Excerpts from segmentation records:
+===+

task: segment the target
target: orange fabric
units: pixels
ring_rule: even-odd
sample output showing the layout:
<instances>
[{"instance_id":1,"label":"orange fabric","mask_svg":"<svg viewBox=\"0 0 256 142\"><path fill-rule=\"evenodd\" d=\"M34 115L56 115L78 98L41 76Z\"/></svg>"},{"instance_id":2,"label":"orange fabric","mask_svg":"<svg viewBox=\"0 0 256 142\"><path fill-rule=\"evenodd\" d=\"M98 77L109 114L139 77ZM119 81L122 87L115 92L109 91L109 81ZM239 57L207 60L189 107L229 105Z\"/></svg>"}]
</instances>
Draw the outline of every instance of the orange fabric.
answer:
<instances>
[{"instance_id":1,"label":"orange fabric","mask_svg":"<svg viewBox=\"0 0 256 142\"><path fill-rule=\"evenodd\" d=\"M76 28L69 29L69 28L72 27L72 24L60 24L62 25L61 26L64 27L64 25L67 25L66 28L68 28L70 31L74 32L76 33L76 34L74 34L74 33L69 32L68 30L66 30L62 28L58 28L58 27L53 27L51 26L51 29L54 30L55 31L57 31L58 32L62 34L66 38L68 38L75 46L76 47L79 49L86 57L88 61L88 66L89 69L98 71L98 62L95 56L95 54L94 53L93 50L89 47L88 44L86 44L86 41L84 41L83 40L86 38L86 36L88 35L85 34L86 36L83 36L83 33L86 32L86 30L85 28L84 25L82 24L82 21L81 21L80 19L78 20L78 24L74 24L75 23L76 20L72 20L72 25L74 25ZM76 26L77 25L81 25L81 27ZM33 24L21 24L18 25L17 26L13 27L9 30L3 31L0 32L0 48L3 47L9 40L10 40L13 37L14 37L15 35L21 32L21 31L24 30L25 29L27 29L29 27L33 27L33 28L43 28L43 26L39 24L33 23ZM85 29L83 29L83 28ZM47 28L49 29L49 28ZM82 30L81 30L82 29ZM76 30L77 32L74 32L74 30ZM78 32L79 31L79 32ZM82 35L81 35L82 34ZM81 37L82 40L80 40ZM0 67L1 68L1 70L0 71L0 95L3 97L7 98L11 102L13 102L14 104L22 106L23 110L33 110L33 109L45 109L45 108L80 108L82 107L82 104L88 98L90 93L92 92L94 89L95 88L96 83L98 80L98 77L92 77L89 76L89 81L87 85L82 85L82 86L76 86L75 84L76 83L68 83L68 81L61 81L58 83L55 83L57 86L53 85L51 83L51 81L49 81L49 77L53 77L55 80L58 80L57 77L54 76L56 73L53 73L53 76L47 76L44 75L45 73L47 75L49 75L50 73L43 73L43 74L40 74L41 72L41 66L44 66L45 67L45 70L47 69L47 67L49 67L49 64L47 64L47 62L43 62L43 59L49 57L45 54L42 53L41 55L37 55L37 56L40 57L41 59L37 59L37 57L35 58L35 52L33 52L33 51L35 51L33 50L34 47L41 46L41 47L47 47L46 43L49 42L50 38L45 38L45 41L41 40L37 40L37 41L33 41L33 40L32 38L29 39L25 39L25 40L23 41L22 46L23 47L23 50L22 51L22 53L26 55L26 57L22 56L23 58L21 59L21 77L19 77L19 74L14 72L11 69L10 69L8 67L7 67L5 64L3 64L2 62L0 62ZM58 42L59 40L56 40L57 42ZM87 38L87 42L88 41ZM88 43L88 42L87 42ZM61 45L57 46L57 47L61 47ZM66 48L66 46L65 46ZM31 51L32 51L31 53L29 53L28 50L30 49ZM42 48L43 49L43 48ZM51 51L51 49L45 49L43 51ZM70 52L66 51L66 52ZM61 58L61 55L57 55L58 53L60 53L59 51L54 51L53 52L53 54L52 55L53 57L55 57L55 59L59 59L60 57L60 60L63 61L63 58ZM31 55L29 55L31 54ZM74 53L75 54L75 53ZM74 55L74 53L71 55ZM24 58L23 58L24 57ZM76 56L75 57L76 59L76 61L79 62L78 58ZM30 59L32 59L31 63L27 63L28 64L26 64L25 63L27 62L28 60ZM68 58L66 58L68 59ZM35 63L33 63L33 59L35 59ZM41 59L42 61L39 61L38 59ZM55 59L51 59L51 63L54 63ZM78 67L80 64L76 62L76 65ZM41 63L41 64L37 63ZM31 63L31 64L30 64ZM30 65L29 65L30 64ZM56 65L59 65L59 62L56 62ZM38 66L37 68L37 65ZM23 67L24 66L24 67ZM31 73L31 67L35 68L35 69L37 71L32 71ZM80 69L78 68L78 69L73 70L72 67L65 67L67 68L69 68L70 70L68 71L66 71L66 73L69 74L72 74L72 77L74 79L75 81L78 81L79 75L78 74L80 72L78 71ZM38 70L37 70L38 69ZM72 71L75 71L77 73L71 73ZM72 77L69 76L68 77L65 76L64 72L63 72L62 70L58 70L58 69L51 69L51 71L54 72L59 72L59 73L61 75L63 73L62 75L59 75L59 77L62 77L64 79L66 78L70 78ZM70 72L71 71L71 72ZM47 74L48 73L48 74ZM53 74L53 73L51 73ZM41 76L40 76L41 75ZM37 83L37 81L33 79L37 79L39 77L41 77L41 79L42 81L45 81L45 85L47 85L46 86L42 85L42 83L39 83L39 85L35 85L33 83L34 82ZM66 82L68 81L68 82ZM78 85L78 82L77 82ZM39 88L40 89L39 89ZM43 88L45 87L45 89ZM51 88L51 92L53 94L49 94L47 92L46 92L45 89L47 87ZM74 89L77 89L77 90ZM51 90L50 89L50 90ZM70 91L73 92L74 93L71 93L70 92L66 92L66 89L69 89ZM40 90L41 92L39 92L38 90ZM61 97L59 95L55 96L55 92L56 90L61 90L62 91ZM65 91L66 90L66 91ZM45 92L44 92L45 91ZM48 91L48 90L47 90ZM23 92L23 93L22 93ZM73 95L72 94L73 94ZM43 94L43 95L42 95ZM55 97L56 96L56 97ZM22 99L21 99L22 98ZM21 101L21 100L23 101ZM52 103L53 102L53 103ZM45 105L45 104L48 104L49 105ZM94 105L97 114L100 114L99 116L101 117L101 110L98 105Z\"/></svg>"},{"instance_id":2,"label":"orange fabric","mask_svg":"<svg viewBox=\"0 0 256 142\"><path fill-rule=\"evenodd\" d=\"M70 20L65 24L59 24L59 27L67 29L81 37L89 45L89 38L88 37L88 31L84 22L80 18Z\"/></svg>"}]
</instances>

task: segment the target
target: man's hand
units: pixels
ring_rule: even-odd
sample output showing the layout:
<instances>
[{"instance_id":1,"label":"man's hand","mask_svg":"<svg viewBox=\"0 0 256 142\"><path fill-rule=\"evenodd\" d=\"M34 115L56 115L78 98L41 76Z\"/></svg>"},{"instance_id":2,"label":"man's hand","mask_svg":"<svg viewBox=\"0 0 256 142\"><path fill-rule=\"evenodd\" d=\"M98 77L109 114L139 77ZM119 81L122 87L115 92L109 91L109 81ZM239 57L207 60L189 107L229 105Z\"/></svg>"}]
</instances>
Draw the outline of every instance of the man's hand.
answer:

+===+

Aim of the exercise – Select every line of the entries above that contains the string "target", treating uppercase and lowercase as different, and copy each one in full.

Full output –
task: segment the target
target: orange fabric
task: segment the target
target: man's hand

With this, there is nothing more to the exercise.